_WHAT THIS EXERCISE ASKS:_
1. According to the news report on Uganda's ebola response, how many confirmed cases has Uganda recorded?
2. Rewrite the passage of the news report on Uganda's ebola response between "The World Health" and "Republic of Congo.", inclusive, replacing "commended" with "praised".
3. Based on the news report on Uganda's ebola response, why is community engagement in border areas considered especially important?

_PROVIDED TEXT:_
☆ ☆ ☆

The World Health Organization (WHO) has commended Uganda‘s response to the ebola outbreak linked to a spillover from the Democratic Republic of Congo.
However its chief has warned that the crisis is far from over and that sustained regional cooperation will be essential to prevent wider spread.
After visiting Uganda as part of a regional assessment mission, Tedros Adhanom Ghebreyesus, WHO’s director-general in a staement issued by his office on Tuesday, , described the country’s response as “robust.”
Uganda has recorded 19 confirmed cases and one probable case, most of them connected to transmission from the DRC.
The response has unfolded in a difficult environment characterised by humanitarian pressure, insecurity and significant movement of people across the border.
Adhanom nevertheless stressed that the risk of further transmission remains real. He underscored the need for sustained cooperation between Uganda and the DRC, noting that no single country can control the outbreak by itself and that halting transmission at its source is indispensable. “
Community engagement in border areas, where populations span both countries, is considered especially important: outbreaks become harder to contain when people are reluctant to report symptoms or engage in contact tracing,” he said.

☆ ☆ ☆

_AVAILABLE DATA:_

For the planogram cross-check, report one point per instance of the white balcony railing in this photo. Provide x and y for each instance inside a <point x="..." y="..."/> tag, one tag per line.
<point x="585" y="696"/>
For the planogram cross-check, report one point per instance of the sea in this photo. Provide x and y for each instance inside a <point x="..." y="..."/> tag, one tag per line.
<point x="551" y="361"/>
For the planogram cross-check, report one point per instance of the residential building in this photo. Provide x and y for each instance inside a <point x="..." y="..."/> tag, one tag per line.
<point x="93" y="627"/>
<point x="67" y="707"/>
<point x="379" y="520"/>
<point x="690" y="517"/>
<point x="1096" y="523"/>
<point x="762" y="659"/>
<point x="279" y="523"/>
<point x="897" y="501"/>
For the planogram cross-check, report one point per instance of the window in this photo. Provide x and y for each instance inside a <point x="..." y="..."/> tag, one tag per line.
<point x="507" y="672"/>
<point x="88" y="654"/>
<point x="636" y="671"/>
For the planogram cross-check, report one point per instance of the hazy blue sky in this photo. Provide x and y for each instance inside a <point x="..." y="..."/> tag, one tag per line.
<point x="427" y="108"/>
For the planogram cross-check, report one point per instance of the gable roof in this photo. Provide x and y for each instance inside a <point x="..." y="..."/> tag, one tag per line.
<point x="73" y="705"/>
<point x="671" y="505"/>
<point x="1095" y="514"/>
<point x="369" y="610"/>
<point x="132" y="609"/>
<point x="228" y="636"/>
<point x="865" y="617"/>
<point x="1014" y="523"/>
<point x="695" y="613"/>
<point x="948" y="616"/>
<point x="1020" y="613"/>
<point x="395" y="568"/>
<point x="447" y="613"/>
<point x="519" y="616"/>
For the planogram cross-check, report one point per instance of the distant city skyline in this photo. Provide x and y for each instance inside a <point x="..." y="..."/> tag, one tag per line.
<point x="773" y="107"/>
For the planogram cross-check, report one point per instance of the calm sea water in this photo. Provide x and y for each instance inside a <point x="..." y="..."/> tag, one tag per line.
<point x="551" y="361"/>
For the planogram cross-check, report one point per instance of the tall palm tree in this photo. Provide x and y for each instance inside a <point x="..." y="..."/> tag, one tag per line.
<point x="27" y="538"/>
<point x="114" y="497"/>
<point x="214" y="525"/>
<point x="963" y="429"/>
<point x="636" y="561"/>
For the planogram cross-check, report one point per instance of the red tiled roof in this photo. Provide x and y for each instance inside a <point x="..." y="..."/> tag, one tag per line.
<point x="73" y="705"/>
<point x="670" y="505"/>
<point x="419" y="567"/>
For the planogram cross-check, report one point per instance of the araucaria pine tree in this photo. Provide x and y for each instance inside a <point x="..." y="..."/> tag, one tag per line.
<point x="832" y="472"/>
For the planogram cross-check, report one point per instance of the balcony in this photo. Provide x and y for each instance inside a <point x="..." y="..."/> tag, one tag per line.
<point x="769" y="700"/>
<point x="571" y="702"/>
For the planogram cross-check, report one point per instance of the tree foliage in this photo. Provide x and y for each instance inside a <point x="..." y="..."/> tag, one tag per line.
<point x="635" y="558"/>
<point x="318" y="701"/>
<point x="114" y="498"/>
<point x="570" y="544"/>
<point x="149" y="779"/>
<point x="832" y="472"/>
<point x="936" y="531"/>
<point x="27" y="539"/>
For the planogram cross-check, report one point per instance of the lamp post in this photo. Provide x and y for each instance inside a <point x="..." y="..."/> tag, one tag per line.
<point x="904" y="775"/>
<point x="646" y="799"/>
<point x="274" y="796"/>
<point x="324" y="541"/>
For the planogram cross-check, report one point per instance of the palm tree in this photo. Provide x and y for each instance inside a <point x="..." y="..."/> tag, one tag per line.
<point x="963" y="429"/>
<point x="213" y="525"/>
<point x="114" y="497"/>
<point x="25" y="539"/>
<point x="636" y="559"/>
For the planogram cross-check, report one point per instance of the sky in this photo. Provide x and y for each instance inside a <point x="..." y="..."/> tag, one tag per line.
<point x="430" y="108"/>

☆ ☆ ☆

_TASK-BY-TASK OUTPUTS:_
1. Uganda has recorded 19 confirmed cases.

2.
The World Health Organization (WHO) has praised Uganda‘s response to the ebola outbreak linked to a spillover from the Democratic Republic of Congo.

3. Community engagement in border areas matters because outbreaks become harder to contain when people are reluctant to report symptoms or take part in contact tracing. The populations in these areas span both Uganda and the DRC.